---------- Exercise material

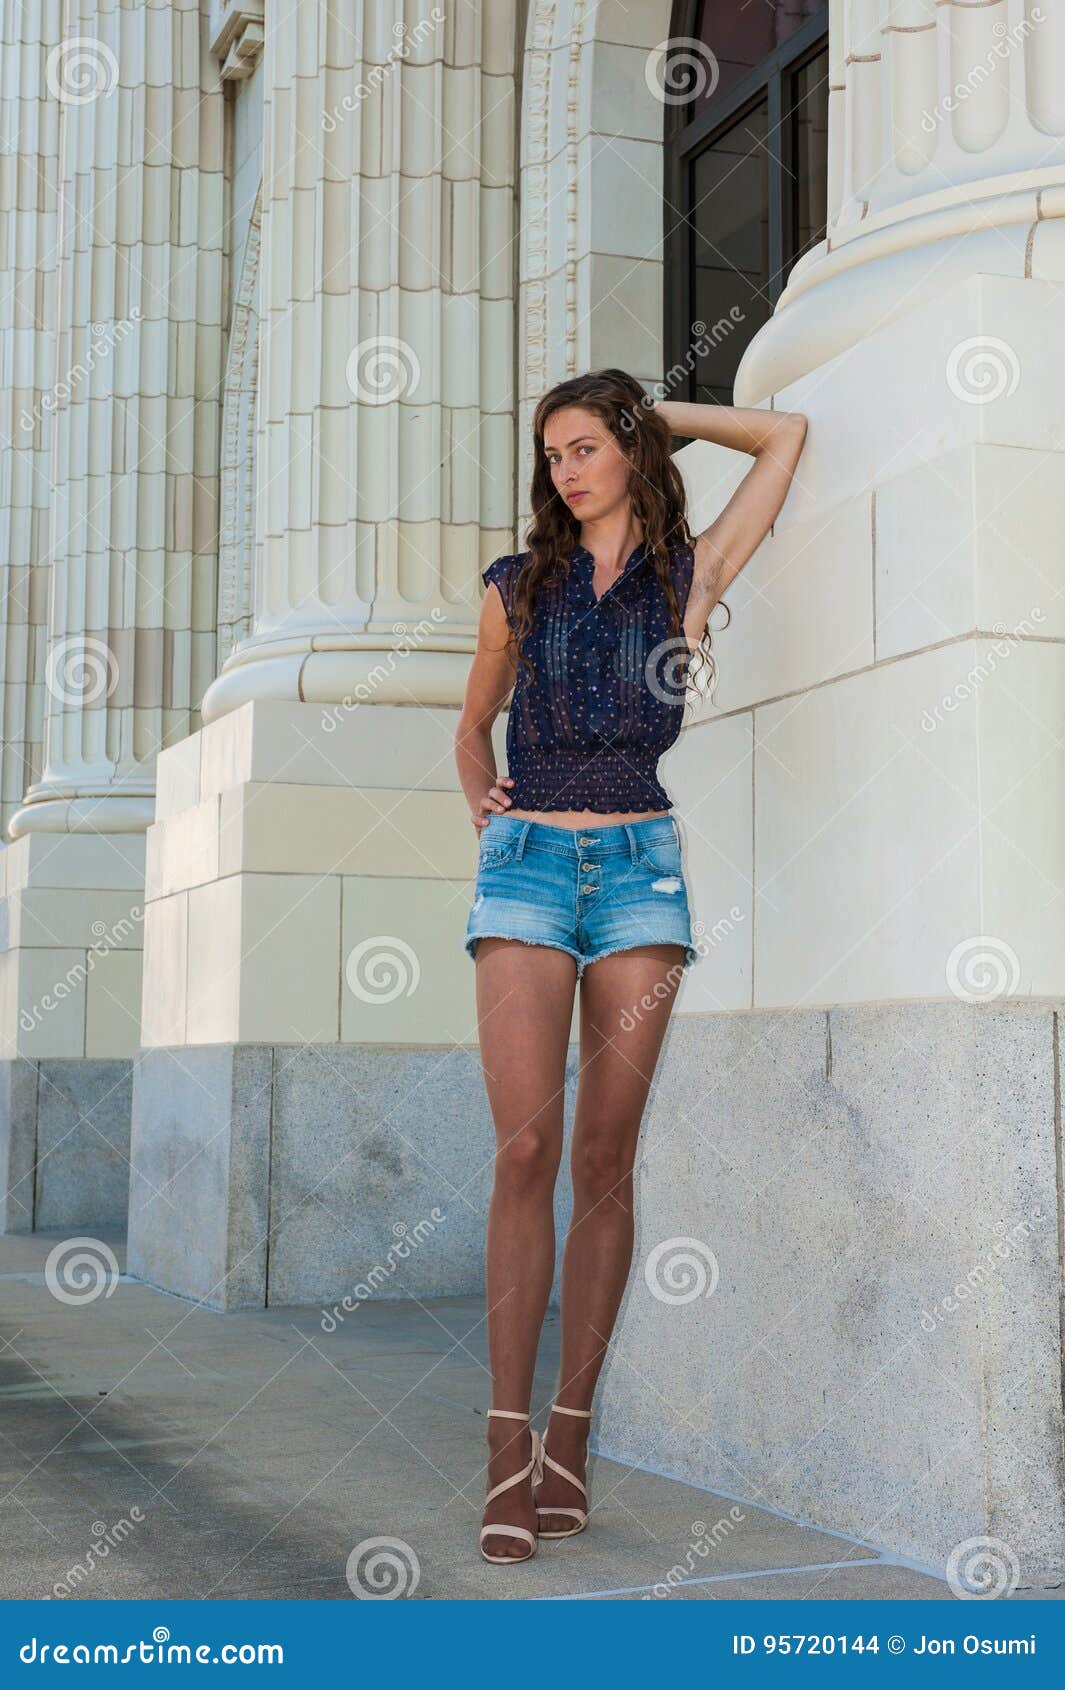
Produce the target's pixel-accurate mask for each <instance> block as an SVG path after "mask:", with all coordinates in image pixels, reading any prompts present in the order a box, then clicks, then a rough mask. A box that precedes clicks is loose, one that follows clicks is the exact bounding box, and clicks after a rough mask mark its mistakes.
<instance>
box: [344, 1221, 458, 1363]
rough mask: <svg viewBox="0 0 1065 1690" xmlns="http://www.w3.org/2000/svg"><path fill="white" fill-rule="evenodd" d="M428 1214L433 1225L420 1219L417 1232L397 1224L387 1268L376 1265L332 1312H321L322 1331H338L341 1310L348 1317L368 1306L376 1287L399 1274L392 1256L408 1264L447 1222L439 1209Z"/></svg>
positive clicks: (400, 1224)
mask: <svg viewBox="0 0 1065 1690" xmlns="http://www.w3.org/2000/svg"><path fill="white" fill-rule="evenodd" d="M429 1215H431V1220H433V1222H434V1224H433V1225H431V1224H429V1222H428V1220H419V1222H418V1225H416V1227H414V1230H411V1229H409V1227H407V1224H406V1220H397V1222H396V1225H394V1227H392V1232H394V1234H396V1244H389V1249H387V1251H385V1257H387V1266H382V1264H380V1262H375V1264H374V1266H372V1268H370V1271H369V1274H367V1278H365V1279H360V1281H358V1284H357V1286H355V1288H353V1289H352V1291H348V1295H347V1296H343V1298H341V1300H340V1303H335V1305H333V1308H331V1310H323V1311H321V1330H323V1332H336V1328H338V1325H340V1323H341V1320H343V1315H341V1313H340V1311H341V1310H343V1313H345V1315H352V1313H353V1311H355V1310H357V1308H358V1306H360V1303H365V1301H367V1298H369V1296H374V1291H377V1288H379V1286H382V1284H384V1283H385V1281H387V1279H389V1276H390V1274H394V1273H396V1266H397V1262H396V1261H392V1259H390V1257H392V1256H396V1257H397V1261H404V1262H406V1261H407V1259H409V1257H411V1256H412V1254H414V1249H418V1246H419V1244H423V1242H424V1239H426V1237H429V1234H431V1232H434V1230H436V1227H438V1225H440V1224H441V1222H443V1220H446V1215H443V1213H441V1212H440V1208H431V1210H429ZM353 1298H357V1301H352V1300H353Z"/></svg>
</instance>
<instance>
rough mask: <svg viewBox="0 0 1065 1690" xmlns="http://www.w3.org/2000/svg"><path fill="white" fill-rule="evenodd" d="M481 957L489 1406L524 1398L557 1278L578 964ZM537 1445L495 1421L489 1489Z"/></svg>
mask: <svg viewBox="0 0 1065 1690" xmlns="http://www.w3.org/2000/svg"><path fill="white" fill-rule="evenodd" d="M475 965H477V1021H478V1031H480V1055H482V1065H483V1071H485V1087H487V1092H489V1104H490V1109H492V1119H494V1122H495V1180H494V1185H492V1202H490V1205H489V1234H487V1254H485V1269H487V1310H489V1366H490V1369H492V1408H512V1409H527V1408H529V1398H531V1394H532V1372H534V1367H536V1349H538V1344H539V1332H541V1327H543V1320H544V1310H546V1306H548V1296H549V1295H551V1281H553V1278H554V1180H556V1176H558V1164H560V1161H561V1144H563V1110H565V1082H566V1046H568V1041H570V1024H571V1019H573V992H575V987H576V963H575V960H573V958H571V957H568V955H566V951H560V950H553V948H551V946H548V945H526V943H522V941H521V940H499V938H483V940H478V943H477V958H475ZM529 1453H531V1440H529V1431H527V1426H526V1425H522V1423H521V1421H517V1420H499V1418H495V1416H494V1418H492V1420H489V1484H487V1489H492V1487H494V1486H497V1484H499V1482H500V1480H502V1479H509V1477H511V1474H516V1472H521V1469H522V1467H524V1465H526V1464H527V1460H529ZM502 1519H505V1521H507V1524H511V1526H524V1528H526V1529H527V1531H532V1533H534V1531H536V1511H534V1507H532V1494H531V1486H527V1484H526V1486H514V1487H512V1489H511V1491H504V1492H502V1496H497V1497H495V1499H494V1501H492V1502H489V1506H487V1507H485V1518H483V1523H485V1526H489V1524H494V1523H495V1521H502ZM483 1548H485V1551H487V1553H489V1555H512V1556H524V1555H526V1553H527V1545H524V1543H522V1541H521V1540H519V1538H507V1536H499V1538H492V1536H489V1538H485V1541H483Z"/></svg>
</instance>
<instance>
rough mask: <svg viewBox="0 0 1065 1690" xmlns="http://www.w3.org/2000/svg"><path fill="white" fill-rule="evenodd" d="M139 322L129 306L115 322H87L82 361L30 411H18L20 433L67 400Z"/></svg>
mask: <svg viewBox="0 0 1065 1690" xmlns="http://www.w3.org/2000/svg"><path fill="white" fill-rule="evenodd" d="M139 321H140V306H134V308H132V309H130V314H128V318H122V319H120V321H117V323H90V324H88V336H90V343H88V350H86V355H85V362H78V363H74V365H73V368H69V370H68V373H66V377H64V379H63V380H61V382H56V385H54V387H52V389H51V392H47V394H42V395H41V399H39V402H37V404H35V406H34V407H32V411H22V412H20V414H19V428H20V429H22V433H24V434H29V433H32V429H34V428H35V426H37V423H41V419H42V417H44V416H49V414H51V412H52V411H56V407H57V406H59V404H61V402H63V401H68V399H69V397H71V395H73V392H74V389H76V387H78V385H79V384H83V382H85V380H86V379H88V377H90V375H91V373H93V370H95V368H96V363H98V360H100V358H110V355H112V352H113V350H115V346H120V345H122V341H123V340H125V338H127V335H130V333H132V331H134V328H135V326H137V323H139Z"/></svg>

--------------------

> _Aim of the task_: Only the lines from the start of the records to the one containing "1214L433 1225L420 1219L417" should be repeated, exactly and with both ends kept; drop any pictures.

> _Solution to this problem_:
Produce the target's pixel-accurate mask for each <instance> block as an SVG path after "mask:", with all coordinates in image pixels, reading any prompts present in the order a box, then clicks, then a rough mask. A box that precedes clicks is loose, one that follows clicks is the exact bounding box, and clicks after a rough mask mark its mistakes.
<instance>
box: [344, 1221, 458, 1363]
rough mask: <svg viewBox="0 0 1065 1690" xmlns="http://www.w3.org/2000/svg"><path fill="white" fill-rule="evenodd" d="M428 1214L433 1225L420 1219L417 1232L397 1224L387 1268L376 1265L332 1312H321L322 1331H338L341 1310L348 1317L368 1306L376 1287L399 1274L392 1256L408 1264L447 1222L439 1209Z"/></svg>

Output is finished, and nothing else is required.